DOCUMENT EXTRACT
BRUSSELS - The president of the European Commission has urged fellow EU leaders to build up the bloc’s military capabilities in order to take a more active role in defence and security crises.
An EU force could be “part of the solution”, said Ursula von der Leyen in her annual State of the European Union address to the European Parliament in Strasbourg.
The withdrawal from Afghanistan showed that the bloc needed the “political will" to intervene without a US-led Nato, added the Commission chief, who announced that an EU defence summit will be held in France next year.
Her argument that “it is time for Europe to step up to the next level” by developing an EU military is by no means a new one. Indeed, her call has been met with “huge scepticism, even exasperation” at the resurfacing of “an idea that has long been discussed”, said BBC Brussels correspondent Jessica Parker.
So what are the arguments for and against an EU army?
‘Defending EU values’
The hypothetical EU military would supersede the existing Common Security and Defence Policy, which entails collective self-defence among member states, and would go beyond the proposed European Defence Union, the body that oversees security and defence decisions.
In 2015, then European Commission president Jean-Claude Juncker also called for an EU army, to ensure the bloc would be “taken entirely seriously” as an international force.
Pushes for an EU-force appears to have played out well with the public. A 2017 Eurobarometer poll collated by Statista found that 74% of respondents in the Netherlands and Belgium supported the idea. In France and Germany, backing for the proposal stood at 65% and 55% percent respectively.

WHAT THIS TASK INVOLVES
Reproduce the article on calls for an EU army in full, word for word.

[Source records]
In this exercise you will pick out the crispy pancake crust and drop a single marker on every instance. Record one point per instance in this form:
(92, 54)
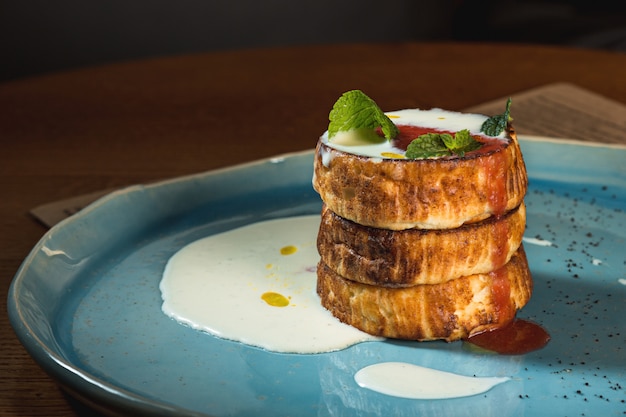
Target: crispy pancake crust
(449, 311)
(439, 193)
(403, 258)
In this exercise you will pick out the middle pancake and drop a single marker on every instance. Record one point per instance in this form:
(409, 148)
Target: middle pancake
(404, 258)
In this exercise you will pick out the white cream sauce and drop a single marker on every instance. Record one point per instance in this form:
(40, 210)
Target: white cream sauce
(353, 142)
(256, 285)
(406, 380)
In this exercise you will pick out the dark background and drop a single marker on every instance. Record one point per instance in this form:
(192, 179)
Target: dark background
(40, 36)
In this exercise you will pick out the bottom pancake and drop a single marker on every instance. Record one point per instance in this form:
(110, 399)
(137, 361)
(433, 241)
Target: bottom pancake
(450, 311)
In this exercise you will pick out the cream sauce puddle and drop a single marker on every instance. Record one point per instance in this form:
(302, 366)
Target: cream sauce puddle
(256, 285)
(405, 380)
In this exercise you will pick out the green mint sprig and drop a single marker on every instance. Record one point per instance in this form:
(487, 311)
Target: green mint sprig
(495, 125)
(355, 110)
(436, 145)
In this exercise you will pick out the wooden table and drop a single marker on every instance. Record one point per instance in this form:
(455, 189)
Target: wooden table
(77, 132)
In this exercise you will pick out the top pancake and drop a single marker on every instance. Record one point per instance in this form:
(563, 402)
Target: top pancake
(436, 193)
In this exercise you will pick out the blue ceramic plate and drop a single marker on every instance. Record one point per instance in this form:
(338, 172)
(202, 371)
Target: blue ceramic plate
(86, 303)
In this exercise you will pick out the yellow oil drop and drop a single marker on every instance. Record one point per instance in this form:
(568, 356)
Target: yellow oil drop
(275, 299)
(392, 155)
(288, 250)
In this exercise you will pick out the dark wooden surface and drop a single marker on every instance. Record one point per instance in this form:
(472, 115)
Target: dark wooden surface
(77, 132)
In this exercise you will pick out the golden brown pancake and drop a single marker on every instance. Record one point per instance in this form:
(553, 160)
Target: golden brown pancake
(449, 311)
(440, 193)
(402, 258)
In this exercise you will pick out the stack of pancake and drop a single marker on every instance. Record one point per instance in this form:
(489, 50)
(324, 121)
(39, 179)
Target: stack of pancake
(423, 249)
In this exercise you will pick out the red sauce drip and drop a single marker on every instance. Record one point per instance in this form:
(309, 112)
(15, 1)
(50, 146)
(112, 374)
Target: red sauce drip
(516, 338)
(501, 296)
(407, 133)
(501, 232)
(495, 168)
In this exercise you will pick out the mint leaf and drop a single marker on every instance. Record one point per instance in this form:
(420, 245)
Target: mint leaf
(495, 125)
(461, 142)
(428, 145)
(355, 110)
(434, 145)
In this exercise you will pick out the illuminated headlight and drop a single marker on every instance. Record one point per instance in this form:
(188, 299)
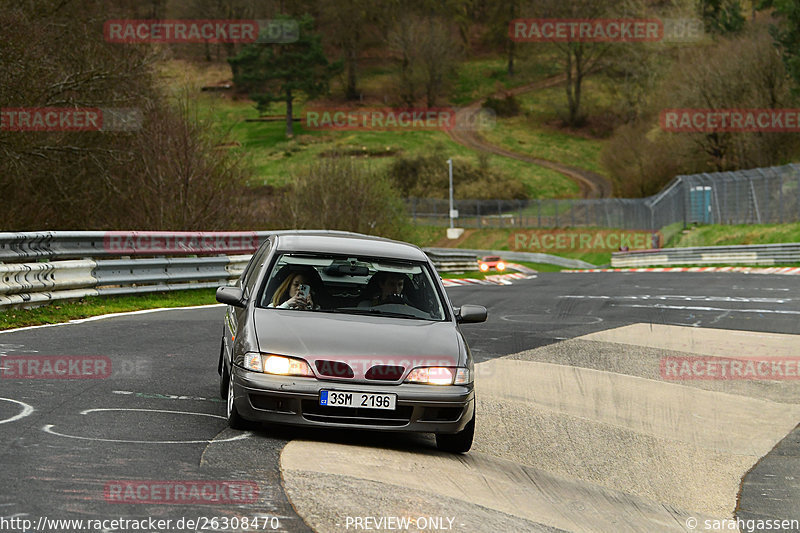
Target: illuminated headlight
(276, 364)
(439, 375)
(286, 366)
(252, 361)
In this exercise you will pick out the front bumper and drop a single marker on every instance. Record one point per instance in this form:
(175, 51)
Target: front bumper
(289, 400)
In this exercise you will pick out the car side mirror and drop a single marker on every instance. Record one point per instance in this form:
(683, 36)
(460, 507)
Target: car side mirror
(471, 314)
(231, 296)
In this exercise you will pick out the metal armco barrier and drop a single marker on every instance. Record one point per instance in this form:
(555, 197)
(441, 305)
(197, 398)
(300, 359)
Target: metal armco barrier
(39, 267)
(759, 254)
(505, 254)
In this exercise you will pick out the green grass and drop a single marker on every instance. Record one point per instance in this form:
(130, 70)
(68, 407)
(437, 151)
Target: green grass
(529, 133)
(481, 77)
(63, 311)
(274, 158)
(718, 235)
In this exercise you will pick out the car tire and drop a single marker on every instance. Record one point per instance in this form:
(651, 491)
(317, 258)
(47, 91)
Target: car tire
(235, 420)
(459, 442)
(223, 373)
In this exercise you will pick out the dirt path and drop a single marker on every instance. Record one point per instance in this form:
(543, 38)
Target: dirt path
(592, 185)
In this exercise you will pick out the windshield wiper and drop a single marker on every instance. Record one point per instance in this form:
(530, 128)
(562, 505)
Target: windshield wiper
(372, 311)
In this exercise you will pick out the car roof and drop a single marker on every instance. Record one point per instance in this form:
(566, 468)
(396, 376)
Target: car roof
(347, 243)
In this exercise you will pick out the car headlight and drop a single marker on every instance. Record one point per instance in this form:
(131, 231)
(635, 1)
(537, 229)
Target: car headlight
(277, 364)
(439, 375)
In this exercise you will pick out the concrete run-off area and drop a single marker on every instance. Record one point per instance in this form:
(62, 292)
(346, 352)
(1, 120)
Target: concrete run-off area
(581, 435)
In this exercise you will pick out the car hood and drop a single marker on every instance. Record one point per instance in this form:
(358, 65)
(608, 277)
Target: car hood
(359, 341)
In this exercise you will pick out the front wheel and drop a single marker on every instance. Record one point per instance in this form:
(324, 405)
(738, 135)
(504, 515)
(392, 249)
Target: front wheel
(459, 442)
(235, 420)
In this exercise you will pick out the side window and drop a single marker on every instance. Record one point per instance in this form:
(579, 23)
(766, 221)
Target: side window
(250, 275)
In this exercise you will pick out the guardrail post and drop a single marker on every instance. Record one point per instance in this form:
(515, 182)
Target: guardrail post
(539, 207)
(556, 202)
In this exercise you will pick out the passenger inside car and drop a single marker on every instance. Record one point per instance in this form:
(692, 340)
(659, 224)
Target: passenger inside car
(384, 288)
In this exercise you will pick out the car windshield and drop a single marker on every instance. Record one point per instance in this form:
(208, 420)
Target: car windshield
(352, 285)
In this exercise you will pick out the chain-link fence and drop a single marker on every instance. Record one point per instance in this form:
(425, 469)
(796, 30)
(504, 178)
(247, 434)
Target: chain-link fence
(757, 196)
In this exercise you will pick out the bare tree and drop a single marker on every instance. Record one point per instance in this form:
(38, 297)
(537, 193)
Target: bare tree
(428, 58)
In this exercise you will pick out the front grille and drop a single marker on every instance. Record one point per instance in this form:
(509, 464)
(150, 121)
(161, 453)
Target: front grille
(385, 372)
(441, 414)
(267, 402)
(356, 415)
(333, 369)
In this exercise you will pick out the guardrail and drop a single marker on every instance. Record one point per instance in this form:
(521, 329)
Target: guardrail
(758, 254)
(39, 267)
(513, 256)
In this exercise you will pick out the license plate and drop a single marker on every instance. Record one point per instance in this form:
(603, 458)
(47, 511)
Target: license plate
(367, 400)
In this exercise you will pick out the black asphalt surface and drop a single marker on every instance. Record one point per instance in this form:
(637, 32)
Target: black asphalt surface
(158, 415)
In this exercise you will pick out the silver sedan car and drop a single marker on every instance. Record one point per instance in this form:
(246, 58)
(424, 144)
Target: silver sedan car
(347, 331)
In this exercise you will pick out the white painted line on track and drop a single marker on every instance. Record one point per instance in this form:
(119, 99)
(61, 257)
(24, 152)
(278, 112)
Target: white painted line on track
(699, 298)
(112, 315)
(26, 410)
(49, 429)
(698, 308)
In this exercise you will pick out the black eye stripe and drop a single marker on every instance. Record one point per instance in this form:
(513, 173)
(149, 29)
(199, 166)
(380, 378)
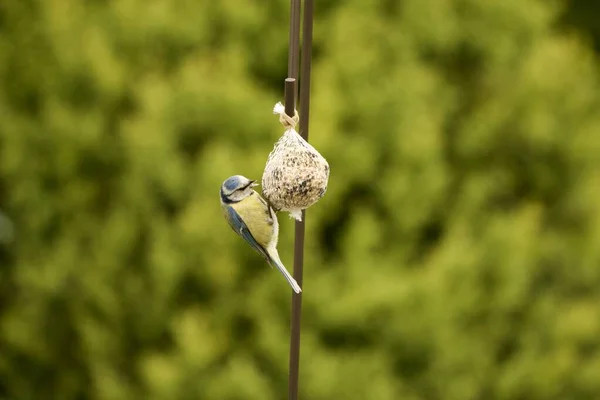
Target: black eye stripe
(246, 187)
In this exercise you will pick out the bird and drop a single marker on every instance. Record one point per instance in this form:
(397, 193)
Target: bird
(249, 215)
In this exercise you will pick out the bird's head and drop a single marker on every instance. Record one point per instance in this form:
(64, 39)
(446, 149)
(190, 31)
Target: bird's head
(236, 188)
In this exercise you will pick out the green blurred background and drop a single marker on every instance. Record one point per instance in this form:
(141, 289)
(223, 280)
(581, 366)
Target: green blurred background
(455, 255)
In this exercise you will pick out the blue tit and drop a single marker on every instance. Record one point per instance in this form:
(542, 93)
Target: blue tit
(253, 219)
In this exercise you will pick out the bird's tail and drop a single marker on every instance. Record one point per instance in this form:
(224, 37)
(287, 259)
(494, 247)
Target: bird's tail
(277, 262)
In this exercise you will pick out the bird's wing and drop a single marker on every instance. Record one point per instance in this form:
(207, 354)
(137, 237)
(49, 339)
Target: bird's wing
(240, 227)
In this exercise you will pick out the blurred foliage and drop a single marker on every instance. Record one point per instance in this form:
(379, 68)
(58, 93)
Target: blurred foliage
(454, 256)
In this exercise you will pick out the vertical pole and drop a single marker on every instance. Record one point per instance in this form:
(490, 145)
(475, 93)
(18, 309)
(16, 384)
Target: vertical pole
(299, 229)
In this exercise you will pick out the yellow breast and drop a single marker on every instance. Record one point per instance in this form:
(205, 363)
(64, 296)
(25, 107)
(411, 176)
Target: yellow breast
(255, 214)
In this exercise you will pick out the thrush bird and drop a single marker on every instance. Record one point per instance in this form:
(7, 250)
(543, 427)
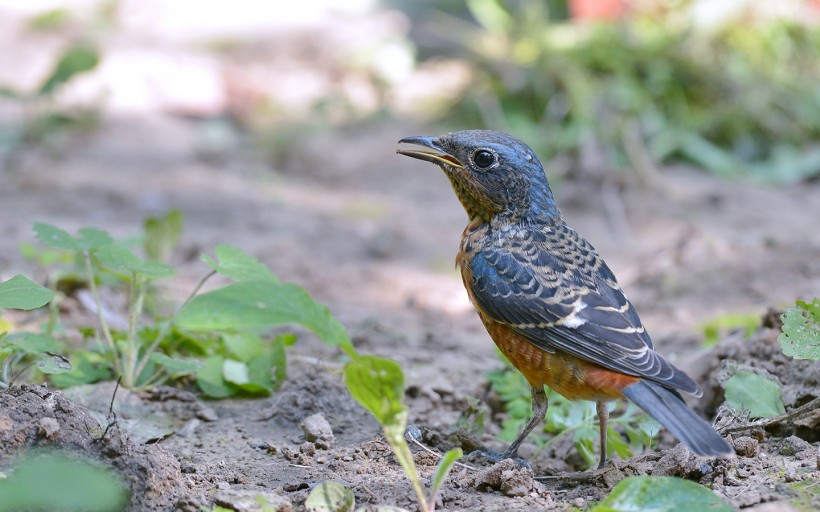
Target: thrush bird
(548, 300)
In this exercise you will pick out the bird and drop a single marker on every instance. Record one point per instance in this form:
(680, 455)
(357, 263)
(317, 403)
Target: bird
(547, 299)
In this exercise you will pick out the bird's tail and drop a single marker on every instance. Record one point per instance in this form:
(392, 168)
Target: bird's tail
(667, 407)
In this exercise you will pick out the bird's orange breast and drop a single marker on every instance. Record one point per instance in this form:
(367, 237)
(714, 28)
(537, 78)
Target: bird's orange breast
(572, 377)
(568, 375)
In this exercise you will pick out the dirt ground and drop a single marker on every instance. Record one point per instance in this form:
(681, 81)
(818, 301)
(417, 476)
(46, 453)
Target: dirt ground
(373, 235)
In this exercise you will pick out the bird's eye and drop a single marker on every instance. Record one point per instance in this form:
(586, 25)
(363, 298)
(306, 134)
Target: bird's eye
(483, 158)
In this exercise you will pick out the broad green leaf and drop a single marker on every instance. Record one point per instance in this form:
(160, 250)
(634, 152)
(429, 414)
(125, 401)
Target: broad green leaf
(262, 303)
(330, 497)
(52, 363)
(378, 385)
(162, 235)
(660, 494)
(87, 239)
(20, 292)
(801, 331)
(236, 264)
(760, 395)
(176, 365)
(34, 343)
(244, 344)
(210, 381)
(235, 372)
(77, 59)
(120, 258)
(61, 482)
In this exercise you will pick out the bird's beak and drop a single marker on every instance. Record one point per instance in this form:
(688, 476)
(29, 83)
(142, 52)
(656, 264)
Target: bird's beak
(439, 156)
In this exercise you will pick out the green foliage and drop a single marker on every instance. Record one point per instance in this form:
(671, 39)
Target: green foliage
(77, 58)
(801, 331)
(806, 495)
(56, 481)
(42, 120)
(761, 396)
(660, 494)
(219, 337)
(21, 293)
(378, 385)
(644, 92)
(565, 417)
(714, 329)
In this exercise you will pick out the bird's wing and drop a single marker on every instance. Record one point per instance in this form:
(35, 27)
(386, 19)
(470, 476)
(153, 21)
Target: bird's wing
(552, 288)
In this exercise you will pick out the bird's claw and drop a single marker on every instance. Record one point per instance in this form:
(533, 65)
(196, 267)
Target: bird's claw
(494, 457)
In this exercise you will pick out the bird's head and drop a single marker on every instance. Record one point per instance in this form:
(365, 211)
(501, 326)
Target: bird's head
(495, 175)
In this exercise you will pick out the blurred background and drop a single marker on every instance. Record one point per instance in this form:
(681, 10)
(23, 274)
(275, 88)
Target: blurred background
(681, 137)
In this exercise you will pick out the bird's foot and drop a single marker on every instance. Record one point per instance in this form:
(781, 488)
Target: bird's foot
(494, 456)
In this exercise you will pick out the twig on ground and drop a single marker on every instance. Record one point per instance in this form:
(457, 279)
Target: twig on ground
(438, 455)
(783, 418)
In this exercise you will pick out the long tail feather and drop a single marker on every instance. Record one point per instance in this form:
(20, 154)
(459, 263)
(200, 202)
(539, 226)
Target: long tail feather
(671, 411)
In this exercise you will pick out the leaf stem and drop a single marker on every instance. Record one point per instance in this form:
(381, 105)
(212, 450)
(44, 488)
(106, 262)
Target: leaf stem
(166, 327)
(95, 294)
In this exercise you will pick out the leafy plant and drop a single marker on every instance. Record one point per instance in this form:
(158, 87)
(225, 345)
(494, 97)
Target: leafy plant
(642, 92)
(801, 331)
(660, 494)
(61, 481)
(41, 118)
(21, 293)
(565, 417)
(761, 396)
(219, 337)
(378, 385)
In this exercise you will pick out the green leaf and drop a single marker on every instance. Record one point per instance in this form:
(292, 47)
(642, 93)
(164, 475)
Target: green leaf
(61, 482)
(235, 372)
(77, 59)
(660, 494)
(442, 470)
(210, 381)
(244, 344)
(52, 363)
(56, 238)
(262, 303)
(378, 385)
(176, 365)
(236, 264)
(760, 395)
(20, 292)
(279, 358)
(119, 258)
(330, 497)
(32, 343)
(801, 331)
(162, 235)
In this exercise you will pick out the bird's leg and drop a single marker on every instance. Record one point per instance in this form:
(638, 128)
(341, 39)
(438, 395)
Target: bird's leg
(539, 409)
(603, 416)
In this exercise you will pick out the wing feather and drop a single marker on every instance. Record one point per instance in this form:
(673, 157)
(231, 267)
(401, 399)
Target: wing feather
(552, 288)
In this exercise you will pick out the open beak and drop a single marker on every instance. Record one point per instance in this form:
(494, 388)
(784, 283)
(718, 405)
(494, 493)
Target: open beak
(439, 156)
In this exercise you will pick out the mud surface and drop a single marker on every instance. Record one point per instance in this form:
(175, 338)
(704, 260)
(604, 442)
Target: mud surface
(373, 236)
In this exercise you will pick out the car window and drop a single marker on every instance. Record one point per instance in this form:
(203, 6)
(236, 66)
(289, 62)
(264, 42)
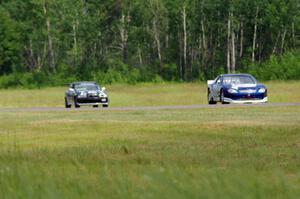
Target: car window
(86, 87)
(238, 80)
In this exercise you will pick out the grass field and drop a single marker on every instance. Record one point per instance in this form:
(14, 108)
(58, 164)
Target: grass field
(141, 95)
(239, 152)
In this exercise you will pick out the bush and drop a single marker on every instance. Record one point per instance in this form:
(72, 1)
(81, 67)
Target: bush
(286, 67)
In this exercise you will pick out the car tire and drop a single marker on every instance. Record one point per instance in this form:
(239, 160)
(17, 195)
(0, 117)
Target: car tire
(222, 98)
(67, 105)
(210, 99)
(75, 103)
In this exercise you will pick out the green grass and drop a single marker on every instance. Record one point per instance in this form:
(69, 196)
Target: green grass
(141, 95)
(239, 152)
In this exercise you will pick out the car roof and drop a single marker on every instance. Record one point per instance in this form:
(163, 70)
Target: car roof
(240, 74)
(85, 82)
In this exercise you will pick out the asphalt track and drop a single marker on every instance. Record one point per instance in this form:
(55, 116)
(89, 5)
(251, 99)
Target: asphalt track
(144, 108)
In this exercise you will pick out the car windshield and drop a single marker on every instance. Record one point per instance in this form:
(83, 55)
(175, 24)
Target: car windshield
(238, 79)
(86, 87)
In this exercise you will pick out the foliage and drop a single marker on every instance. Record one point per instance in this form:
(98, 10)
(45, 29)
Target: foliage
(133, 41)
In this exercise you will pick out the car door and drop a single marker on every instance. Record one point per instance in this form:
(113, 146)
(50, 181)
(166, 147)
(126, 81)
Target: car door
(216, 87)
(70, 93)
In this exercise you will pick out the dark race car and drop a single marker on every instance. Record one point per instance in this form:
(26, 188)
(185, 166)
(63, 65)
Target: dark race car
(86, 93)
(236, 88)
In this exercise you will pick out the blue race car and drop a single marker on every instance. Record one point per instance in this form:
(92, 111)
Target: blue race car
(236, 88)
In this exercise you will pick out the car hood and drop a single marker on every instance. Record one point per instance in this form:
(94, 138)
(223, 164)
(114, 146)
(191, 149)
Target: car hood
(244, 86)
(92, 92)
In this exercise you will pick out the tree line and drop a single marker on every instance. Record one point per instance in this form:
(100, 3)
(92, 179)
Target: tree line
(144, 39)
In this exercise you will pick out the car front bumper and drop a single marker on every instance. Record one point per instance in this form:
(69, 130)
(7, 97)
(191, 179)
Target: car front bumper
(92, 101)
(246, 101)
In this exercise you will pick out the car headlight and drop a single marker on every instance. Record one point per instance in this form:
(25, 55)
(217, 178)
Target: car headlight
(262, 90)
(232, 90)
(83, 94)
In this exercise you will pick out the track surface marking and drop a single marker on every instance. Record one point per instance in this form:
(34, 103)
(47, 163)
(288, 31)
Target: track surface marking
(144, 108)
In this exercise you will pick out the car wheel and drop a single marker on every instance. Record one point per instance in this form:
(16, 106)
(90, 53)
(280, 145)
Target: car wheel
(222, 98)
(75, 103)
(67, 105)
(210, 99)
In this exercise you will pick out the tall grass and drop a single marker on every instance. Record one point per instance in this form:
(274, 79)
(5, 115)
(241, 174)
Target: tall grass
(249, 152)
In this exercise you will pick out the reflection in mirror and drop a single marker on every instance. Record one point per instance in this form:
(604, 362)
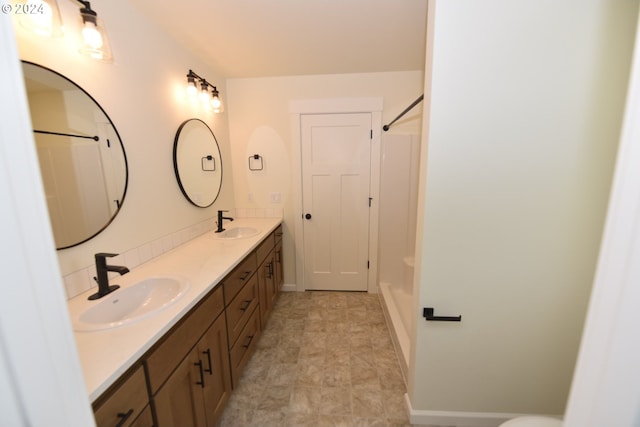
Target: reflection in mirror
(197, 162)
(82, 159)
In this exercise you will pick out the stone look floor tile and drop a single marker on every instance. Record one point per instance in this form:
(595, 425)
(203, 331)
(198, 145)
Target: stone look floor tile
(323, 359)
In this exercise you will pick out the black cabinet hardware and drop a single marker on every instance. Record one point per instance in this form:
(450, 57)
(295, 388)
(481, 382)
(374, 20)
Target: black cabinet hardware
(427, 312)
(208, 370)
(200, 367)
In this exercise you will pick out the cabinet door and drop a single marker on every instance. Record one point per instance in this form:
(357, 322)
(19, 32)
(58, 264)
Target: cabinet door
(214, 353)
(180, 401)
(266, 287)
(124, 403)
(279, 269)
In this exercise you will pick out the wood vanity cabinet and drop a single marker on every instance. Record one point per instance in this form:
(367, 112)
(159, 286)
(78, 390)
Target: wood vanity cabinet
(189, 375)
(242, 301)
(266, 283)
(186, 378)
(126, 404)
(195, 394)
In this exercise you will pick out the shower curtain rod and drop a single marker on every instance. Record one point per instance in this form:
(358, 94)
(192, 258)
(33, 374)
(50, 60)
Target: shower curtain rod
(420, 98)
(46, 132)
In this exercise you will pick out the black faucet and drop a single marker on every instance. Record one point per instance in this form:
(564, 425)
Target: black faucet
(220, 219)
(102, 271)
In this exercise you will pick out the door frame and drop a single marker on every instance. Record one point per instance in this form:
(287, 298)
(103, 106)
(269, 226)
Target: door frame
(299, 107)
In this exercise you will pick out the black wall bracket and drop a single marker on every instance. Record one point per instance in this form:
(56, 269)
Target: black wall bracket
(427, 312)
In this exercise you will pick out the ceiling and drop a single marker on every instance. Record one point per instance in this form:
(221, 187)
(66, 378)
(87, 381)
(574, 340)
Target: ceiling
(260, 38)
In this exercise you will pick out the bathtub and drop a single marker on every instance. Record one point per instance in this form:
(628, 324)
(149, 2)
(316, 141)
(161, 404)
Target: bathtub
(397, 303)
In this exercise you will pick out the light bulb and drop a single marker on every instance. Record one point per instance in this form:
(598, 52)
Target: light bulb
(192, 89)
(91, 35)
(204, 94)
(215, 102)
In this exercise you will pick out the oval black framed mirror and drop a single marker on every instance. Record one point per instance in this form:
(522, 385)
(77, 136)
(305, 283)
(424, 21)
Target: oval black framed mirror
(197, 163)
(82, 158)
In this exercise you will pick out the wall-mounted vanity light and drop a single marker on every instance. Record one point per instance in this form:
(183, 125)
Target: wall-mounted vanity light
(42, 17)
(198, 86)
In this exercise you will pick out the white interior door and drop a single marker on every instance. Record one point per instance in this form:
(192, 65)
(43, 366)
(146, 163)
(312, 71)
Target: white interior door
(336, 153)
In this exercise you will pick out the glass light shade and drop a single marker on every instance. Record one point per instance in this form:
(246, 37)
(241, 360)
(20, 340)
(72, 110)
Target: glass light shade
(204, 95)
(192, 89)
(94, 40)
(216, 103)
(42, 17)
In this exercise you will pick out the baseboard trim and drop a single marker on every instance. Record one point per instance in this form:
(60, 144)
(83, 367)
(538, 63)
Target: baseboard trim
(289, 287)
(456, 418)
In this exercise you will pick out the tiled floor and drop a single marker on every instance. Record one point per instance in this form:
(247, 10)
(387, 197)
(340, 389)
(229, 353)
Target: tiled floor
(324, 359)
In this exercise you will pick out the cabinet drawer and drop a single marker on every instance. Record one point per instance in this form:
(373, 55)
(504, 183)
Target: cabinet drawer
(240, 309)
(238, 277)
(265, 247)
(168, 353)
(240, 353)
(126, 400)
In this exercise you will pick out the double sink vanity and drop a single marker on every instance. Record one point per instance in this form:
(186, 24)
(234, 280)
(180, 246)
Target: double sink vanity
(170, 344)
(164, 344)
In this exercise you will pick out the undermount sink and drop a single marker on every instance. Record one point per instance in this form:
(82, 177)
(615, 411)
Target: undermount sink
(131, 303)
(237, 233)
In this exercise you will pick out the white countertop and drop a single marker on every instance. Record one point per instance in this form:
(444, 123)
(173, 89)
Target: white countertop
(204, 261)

RESPONSE TO THE EXERCISE
BRUSSELS - The president of the European Commission has urged fellow EU leaders to build up the bloc’s military capabilities in order to take a more active role in defence and security crises.
An EU force could be “part of the solution”, said Ursula von der Leyen in her annual State of the European Union address to the European Parliament in Strasbourg.
The withdrawal from Afghanistan showed that the bloc needed the “political will" to intervene without a US-led Nato, added the Commission chief, who announced that an EU defence summit will be held in France next year.
Her argument that “it is time for Europe to step up to the next level” by developing an EU military is by no means a new one. Indeed, her call has been met with “huge scepticism, even exasperation” at the resurfacing of “an idea that has long been discussed”, said BBC Brussels correspondent Jessica Parker.
So what are the arguments for and against an EU army?
‘Defending EU values’
The hypothetical EU military would supersede the existing Common Security and Defence Policy, which entails collective self-defence among member states, and would go beyond the proposed European Defence Union, the body that oversees security and defence decisions.
In 2015, then European Commission president Jean-Claude Juncker also called for an EU army, to ensure the bloc would be “taken entirely seriously” as an international force.
Pushes for an EU-force appears to have played out well with the public. A 2017 Eurobarometer poll collated by Statista found that 74% of respondents in the Netherlands and Belgium supported the idea. In France and Germany, backing for the proposal stood at 65% and 55% percent respectively.